═══ Records supplied ═══

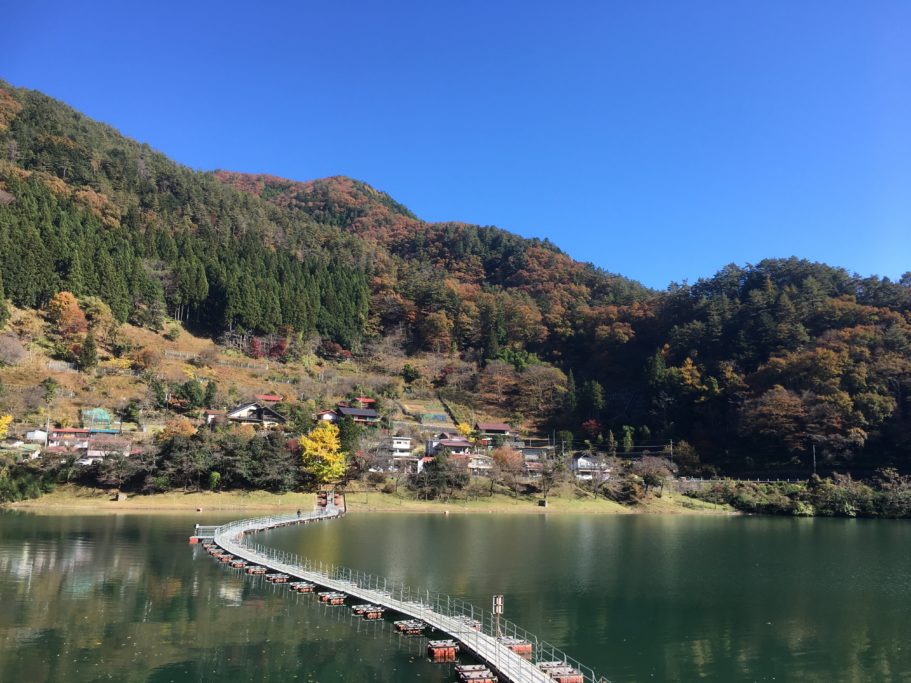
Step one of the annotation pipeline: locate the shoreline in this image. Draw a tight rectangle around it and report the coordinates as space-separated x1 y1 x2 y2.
0 485 740 515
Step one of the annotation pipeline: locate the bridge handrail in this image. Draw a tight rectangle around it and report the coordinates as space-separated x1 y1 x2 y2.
214 509 610 683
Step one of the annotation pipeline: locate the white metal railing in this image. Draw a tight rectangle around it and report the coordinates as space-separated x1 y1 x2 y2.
214 508 609 683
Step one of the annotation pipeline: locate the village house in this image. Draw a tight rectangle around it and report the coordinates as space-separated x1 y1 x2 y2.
377 436 418 472
47 427 89 452
522 446 555 479
335 406 380 426
253 394 284 405
379 436 414 458
569 453 611 481
225 403 287 429
474 422 516 443
425 432 474 456
202 408 227 425
452 453 494 477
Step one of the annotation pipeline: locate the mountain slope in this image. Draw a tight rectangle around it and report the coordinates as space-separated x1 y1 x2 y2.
0 82 911 471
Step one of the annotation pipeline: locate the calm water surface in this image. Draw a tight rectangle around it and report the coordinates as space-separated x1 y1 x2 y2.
0 512 911 683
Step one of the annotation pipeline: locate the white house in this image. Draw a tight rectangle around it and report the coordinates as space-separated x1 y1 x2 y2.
425 435 472 455
380 436 414 458
226 403 287 429
569 453 610 481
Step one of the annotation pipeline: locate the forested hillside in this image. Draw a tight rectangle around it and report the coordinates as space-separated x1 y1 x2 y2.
0 82 911 471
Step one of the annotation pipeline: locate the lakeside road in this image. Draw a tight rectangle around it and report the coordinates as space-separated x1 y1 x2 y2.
0 485 737 515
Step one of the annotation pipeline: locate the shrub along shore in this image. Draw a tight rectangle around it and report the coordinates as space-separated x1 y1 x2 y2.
2 484 734 515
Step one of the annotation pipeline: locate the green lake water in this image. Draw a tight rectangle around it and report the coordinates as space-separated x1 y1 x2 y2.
0 512 911 683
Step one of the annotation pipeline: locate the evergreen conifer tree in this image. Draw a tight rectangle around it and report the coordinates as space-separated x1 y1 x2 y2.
77 332 98 372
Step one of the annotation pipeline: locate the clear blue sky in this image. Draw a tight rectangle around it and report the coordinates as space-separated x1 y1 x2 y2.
0 0 911 288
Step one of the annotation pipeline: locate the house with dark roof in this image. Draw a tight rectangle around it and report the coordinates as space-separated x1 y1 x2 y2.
225 403 287 429
424 435 473 455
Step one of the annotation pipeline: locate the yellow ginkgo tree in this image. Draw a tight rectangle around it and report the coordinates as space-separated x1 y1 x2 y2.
298 422 348 484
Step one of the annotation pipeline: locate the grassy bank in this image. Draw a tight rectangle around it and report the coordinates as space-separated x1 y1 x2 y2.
4 485 733 515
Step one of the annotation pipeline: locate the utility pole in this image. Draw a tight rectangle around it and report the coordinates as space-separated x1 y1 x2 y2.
493 595 503 638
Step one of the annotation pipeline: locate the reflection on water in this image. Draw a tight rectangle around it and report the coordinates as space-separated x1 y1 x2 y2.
0 512 911 683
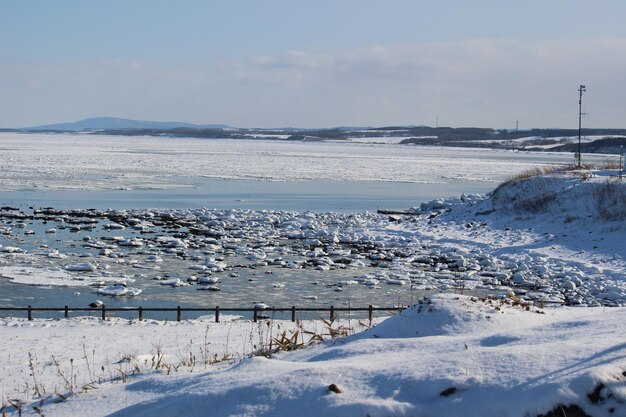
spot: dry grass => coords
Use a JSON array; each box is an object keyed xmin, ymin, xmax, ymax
[
  {"xmin": 493, "ymin": 165, "xmax": 577, "ymax": 195},
  {"xmin": 593, "ymin": 181, "xmax": 626, "ymax": 221}
]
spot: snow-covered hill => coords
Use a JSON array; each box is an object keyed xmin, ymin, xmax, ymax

═══

Reproduce the listing from its start through the line containing "214 509 610 683", swapping every "tight rectangle" for "close-fitting box" and keeping everything else identical. Leave the pictures out.

**In response**
Step one of the annotation pipeline: locate the shoreline in this image. Draw a close-fitting box around it and report the coordinates as space-separated x1 y1 x2 y2.
0 485 740 515
Step one of the annotation pipeline: locate the bridge handrail in this image. Draw a close-fitting box around it and report the coordinates as space-separated x1 y1 x2 y2.
214 509 610 683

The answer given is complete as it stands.